_THE TASK_:
Search the data for the string "below", and report each line where it is found.

:: GIVEN RECORDS

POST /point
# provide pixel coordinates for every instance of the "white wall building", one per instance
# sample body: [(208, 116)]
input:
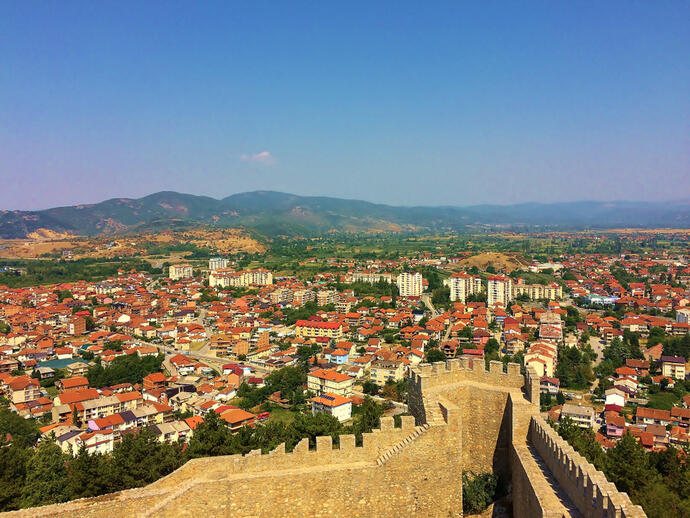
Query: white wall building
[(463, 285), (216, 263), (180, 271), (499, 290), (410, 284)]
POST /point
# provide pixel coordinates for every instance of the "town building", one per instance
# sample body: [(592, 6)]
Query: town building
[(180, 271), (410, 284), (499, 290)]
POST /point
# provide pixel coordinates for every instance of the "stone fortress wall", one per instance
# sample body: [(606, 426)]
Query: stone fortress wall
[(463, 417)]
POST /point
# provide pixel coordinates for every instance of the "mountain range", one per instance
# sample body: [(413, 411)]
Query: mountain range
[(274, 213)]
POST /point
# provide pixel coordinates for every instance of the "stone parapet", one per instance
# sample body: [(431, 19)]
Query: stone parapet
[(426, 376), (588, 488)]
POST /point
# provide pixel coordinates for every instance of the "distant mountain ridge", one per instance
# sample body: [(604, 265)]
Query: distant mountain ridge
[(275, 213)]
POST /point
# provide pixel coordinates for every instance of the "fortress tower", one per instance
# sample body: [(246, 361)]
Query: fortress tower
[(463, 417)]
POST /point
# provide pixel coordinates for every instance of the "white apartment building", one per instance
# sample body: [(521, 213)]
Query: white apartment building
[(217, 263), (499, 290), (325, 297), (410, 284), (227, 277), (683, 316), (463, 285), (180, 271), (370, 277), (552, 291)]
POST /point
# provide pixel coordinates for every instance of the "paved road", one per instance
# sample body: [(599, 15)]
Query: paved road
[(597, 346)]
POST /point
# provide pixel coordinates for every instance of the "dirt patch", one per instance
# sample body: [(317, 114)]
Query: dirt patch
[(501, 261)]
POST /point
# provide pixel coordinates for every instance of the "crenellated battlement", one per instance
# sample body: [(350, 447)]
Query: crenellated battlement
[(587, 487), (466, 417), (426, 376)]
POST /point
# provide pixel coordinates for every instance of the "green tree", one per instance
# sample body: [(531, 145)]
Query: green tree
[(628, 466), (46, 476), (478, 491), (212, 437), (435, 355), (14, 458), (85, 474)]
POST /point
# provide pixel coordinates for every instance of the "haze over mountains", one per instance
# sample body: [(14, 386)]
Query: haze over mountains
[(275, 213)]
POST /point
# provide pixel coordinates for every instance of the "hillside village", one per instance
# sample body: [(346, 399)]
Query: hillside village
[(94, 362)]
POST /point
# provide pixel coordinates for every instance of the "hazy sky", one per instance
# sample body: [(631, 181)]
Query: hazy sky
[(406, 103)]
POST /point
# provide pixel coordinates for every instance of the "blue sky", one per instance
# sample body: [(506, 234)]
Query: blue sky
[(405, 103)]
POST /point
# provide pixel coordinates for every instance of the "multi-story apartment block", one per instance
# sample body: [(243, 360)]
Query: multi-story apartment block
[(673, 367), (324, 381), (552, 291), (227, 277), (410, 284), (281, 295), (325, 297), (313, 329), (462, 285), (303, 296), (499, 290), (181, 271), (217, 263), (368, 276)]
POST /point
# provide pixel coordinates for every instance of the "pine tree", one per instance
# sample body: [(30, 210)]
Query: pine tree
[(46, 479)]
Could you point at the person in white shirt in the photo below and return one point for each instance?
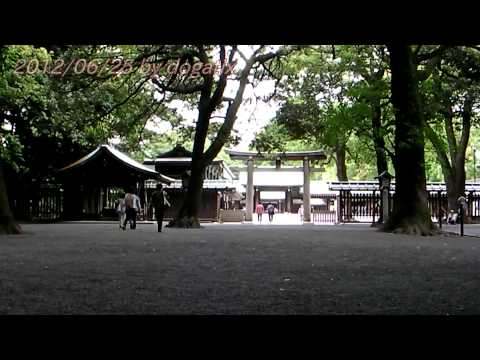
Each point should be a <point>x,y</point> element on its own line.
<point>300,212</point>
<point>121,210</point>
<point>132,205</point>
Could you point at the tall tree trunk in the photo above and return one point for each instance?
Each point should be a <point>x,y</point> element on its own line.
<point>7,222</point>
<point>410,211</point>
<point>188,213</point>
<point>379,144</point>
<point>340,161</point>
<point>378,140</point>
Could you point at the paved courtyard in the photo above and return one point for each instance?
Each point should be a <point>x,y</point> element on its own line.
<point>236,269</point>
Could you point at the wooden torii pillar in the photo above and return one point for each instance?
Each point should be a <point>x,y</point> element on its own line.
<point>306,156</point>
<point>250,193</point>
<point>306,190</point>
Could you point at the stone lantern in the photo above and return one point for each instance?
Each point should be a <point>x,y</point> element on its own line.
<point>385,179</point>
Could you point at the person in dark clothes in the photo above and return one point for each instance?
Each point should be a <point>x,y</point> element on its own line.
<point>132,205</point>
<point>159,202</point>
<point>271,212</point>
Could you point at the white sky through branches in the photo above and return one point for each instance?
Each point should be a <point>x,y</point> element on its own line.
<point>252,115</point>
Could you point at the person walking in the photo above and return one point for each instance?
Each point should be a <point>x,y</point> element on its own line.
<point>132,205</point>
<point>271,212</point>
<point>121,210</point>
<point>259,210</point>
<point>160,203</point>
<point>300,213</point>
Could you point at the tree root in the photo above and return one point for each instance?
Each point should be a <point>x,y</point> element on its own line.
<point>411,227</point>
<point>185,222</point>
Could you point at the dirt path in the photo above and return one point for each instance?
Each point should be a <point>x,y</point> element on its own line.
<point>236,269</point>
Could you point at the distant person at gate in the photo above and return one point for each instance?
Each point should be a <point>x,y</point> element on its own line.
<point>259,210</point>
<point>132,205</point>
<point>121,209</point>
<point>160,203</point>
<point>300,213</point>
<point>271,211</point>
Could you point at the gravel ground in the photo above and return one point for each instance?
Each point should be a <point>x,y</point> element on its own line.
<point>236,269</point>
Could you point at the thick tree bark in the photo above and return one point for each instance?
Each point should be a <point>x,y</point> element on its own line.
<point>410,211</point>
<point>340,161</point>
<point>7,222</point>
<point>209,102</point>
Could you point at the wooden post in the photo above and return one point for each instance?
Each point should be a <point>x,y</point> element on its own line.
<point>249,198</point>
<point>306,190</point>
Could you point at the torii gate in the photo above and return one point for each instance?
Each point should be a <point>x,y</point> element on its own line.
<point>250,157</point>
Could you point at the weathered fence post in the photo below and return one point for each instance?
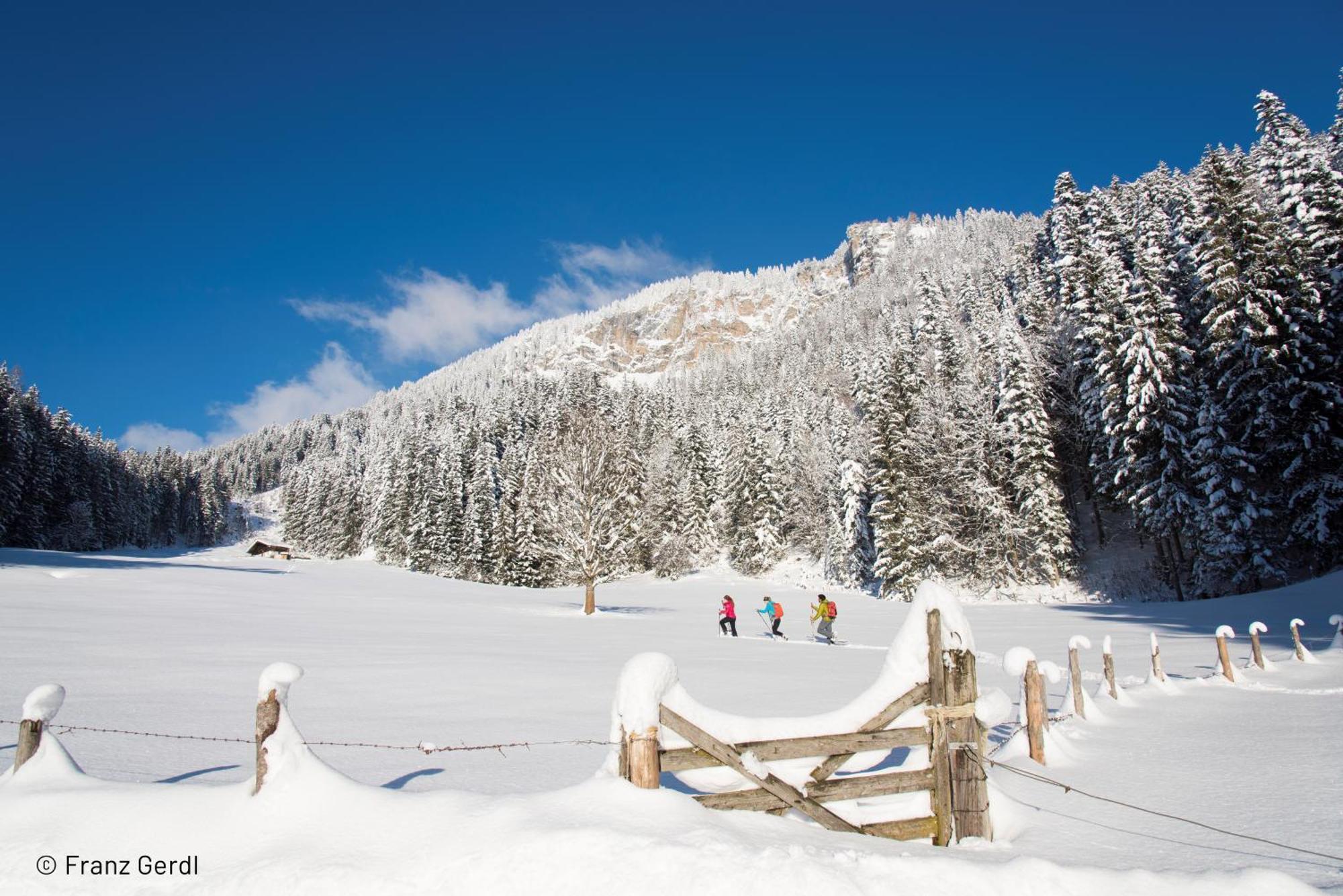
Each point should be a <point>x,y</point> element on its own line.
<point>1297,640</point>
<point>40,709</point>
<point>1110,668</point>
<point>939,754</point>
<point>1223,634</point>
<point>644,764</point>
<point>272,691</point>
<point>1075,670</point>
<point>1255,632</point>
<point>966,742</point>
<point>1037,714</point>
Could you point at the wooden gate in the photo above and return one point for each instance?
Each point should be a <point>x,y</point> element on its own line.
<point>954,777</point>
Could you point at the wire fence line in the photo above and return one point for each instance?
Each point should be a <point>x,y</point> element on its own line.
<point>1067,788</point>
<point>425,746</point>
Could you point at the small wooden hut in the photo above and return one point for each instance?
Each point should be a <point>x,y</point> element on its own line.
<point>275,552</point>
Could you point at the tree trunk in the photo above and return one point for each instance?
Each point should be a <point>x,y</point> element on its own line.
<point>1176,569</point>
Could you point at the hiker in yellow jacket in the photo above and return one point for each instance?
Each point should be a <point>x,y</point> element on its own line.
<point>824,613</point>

::::
:: GIVEN RECORDS

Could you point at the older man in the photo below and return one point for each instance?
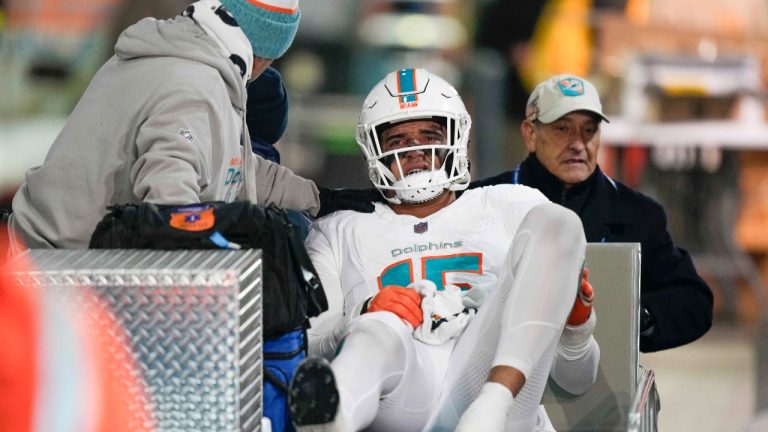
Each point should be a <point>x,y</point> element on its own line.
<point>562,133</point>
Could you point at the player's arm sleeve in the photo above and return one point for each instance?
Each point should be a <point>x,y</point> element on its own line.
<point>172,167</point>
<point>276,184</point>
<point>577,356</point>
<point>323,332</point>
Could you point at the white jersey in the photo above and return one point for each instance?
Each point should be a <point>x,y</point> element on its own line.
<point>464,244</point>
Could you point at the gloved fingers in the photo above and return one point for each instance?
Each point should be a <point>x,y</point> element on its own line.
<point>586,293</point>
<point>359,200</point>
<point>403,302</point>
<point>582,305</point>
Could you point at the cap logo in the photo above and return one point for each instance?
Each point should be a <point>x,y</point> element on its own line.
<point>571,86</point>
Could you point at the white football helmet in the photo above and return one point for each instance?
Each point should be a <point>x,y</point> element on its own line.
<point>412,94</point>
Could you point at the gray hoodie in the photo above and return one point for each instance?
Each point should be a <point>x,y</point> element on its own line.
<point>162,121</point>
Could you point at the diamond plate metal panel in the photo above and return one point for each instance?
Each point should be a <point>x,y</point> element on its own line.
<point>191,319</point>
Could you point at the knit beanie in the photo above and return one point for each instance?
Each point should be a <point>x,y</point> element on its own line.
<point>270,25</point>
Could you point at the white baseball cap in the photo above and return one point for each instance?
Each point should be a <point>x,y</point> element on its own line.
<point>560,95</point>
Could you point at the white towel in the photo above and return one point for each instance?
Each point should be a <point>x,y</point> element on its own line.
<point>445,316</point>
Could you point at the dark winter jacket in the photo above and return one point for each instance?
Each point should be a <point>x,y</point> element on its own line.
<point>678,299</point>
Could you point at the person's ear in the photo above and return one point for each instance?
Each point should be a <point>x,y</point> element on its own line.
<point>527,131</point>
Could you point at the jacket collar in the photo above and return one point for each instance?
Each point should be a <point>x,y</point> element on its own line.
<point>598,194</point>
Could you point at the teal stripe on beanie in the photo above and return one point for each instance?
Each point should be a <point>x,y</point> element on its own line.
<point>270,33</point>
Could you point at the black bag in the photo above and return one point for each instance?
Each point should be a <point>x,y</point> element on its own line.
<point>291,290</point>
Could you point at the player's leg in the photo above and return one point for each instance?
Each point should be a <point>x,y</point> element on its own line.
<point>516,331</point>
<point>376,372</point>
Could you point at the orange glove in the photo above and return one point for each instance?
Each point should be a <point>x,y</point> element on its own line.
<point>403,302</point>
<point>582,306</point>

::::

_WRITTEN RESPONSE_:
Could you point at the person in white shirt in the photo below and return one point for each instance?
Could you point at the weathered fence post in the photo below and return one point for each instance?
Could you point at the older man in the photo below and return one point for each instance?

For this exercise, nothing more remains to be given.